» **What to produce**: Print every line of the records below, copying each one character for character.

» **Stored data entries**:
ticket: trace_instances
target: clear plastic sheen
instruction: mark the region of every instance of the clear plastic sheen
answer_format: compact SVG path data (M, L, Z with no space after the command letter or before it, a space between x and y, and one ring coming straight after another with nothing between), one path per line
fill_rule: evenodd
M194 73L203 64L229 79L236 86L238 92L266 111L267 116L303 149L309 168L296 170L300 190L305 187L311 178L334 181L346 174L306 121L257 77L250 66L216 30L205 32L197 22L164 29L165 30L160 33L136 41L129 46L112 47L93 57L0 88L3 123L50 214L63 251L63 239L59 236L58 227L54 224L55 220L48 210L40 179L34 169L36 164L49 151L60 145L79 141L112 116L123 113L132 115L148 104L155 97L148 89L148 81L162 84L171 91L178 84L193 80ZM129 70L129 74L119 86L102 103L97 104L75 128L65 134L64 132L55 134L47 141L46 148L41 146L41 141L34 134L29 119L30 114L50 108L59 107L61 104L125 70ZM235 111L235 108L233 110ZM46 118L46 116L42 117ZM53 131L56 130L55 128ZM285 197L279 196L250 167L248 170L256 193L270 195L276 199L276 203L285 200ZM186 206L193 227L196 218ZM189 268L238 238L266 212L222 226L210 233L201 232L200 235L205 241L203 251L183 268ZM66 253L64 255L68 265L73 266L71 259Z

» **Correct response**:
ticket: trace_instances
target: clear plastic sheen
instruction: mark the region of every instance of the clear plastic sheen
answer_format: compact SVG path data (M, L, Z with no space after the command letter or before it, a space between x and y, and one ring coming straight after another with nothing between), one path per line
fill_rule: evenodd
M194 73L203 64L229 79L236 86L238 92L266 111L267 116L303 149L309 168L296 170L300 190L305 187L311 178L334 181L346 174L306 121L257 77L250 66L216 30L205 32L197 22L164 29L165 30L160 33L136 41L129 46L112 47L93 57L0 88L3 123L50 214L63 251L63 239L59 236L58 227L54 224L55 220L48 210L40 179L34 169L36 164L49 151L60 145L79 141L112 116L123 113L132 115L148 104L155 97L148 89L148 81L162 84L171 91L178 84L193 80ZM129 70L129 74L119 86L102 103L97 104L75 128L65 134L64 132L55 134L47 141L46 148L41 146L41 141L34 134L29 119L30 114L50 108L59 107L61 104L125 70ZM235 111L235 108L233 110ZM46 118L46 116L42 117ZM53 131L56 130L55 128ZM285 197L279 196L250 167L248 170L256 193L270 195L276 199L276 203L285 200ZM186 206L193 227L196 218ZM189 268L238 238L266 212L222 226L210 233L201 232L200 235L205 241L203 251L183 268ZM66 253L64 255L68 265L73 266L71 259Z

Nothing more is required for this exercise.